» **AIM OF THE EXERCISE**: From the passage on names and fate in Middle-earth below, list every individual character it cites by name as an example of doom lying in a name.

» **PAGE EXTRACT**:
-*-

I noticed the first one earlier today when I read the question about the names of Turin in the Quiz Room, and immediately afterwards the random quote by Gwindor: &quot;The doom lies in yourself, not in your name.&quot;
Many examples in Middle-Earth show us the opposite, that doom does lie in one's name, be it as unchangeable fate which hits the likewise named person, or be it that the name given to a person was chosen out of a premonition of things to come. The fate of name-giving all the while lay of course in the hands of JRRT, but in the context of his myth it did not. Examples are easy to find for both cases, seeming coincidence and premonition: Èarendil, the Sea-lover, most famous of all mariners; Arvedui, the Last King, Malbeth chose this name for him with hindsight; Melkor, the mighty Rebel; Tar-Palantír, who proved his name right with his prophecy; Féanor, restless fire-spirit; the kings of Rohan, whose are Anglo-Saxon expressions for rulers and kings. Doom clearly lay in their names, and there are many more.
Yet what is it with Túrin? The argument would be that fate is unchangeable, be it tied to a name or not. Changing the name cannot change fate. This is it what Gwindor means anway I presume. Still I believe that another reason was more important to JRRT personally: that one cannot choose his own name; that language, and philology, are much higher to be estimated than as a mere instrument of the speaking peoples. Names are fate-bearing marks which cannot be removed, but more can be added by those conscious of fate.

-*-

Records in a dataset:
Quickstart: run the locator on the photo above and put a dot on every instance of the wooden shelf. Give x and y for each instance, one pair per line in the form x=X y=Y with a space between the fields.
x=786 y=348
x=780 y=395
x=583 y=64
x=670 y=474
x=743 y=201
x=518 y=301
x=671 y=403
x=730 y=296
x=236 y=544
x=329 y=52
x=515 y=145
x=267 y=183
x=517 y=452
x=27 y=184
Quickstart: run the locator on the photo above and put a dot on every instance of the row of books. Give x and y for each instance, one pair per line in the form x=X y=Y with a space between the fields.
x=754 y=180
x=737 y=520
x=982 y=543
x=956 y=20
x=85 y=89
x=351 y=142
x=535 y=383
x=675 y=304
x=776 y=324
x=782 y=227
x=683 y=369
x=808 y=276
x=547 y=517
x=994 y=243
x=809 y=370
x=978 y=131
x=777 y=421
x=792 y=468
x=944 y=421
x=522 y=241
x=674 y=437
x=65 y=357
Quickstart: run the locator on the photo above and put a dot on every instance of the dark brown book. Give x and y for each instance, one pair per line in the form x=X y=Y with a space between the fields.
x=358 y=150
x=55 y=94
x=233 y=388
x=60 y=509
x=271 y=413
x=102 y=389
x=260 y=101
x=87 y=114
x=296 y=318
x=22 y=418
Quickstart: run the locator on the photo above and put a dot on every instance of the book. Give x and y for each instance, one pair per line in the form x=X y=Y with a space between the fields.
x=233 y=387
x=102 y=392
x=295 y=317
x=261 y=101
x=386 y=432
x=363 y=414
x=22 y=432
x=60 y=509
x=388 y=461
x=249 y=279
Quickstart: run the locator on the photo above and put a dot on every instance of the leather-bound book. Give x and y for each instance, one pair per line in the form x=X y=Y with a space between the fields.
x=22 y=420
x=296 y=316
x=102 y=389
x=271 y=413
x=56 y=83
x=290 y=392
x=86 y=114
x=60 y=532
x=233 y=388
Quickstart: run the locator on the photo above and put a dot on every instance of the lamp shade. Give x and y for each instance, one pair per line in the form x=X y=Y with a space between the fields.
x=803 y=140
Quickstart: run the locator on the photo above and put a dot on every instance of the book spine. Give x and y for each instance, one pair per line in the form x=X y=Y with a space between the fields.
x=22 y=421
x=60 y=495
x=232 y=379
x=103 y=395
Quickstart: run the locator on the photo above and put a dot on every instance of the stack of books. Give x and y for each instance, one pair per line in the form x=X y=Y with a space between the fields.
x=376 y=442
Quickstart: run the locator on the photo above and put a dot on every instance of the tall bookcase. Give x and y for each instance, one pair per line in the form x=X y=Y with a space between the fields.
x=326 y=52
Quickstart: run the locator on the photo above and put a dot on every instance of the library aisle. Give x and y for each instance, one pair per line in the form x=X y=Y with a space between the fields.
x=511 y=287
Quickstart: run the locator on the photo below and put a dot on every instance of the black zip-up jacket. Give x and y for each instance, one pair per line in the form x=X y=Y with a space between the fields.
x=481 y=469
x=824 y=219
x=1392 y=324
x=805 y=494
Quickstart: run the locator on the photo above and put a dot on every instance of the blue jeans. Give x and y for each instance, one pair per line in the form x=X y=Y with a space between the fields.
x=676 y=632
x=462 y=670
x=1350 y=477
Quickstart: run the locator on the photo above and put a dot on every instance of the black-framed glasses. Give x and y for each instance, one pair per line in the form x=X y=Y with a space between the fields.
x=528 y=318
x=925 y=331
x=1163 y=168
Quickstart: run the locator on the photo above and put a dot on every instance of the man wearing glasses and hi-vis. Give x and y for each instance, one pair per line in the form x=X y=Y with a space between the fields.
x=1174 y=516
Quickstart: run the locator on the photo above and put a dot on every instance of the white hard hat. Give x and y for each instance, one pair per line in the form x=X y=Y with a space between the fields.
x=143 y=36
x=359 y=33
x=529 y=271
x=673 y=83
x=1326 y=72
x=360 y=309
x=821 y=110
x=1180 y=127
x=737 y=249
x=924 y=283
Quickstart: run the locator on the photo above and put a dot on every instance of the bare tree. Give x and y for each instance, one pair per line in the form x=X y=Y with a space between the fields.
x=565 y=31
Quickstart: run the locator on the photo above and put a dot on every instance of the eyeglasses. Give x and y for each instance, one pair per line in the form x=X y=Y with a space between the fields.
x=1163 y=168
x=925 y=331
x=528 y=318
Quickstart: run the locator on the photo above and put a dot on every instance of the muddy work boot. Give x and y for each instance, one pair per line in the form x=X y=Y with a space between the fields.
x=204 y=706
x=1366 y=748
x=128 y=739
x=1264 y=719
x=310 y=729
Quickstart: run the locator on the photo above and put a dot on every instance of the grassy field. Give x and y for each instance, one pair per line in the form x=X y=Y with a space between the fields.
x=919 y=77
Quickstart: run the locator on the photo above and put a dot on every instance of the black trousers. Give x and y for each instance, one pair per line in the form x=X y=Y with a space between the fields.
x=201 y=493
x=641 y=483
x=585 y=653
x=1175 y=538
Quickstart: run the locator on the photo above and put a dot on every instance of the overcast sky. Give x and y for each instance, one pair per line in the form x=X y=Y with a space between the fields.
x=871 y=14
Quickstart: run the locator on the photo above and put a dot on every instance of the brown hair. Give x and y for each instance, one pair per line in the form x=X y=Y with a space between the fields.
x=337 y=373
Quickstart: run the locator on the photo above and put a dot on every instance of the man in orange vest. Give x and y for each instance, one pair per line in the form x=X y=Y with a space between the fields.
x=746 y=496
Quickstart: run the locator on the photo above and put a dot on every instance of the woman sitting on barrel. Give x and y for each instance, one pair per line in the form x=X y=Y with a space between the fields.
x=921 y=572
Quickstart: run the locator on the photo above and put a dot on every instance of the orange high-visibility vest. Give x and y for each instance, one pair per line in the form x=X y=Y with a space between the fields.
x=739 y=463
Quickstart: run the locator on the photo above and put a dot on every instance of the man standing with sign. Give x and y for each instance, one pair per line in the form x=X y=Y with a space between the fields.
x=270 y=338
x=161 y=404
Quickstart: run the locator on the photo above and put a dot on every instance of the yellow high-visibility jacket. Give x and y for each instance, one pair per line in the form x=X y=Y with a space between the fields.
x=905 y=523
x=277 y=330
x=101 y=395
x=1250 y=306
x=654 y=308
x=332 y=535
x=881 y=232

-*-

» **EXPECTED ANSWER**: Èarendil, Arvedui, Melkor, Tar-Palantír, Féanor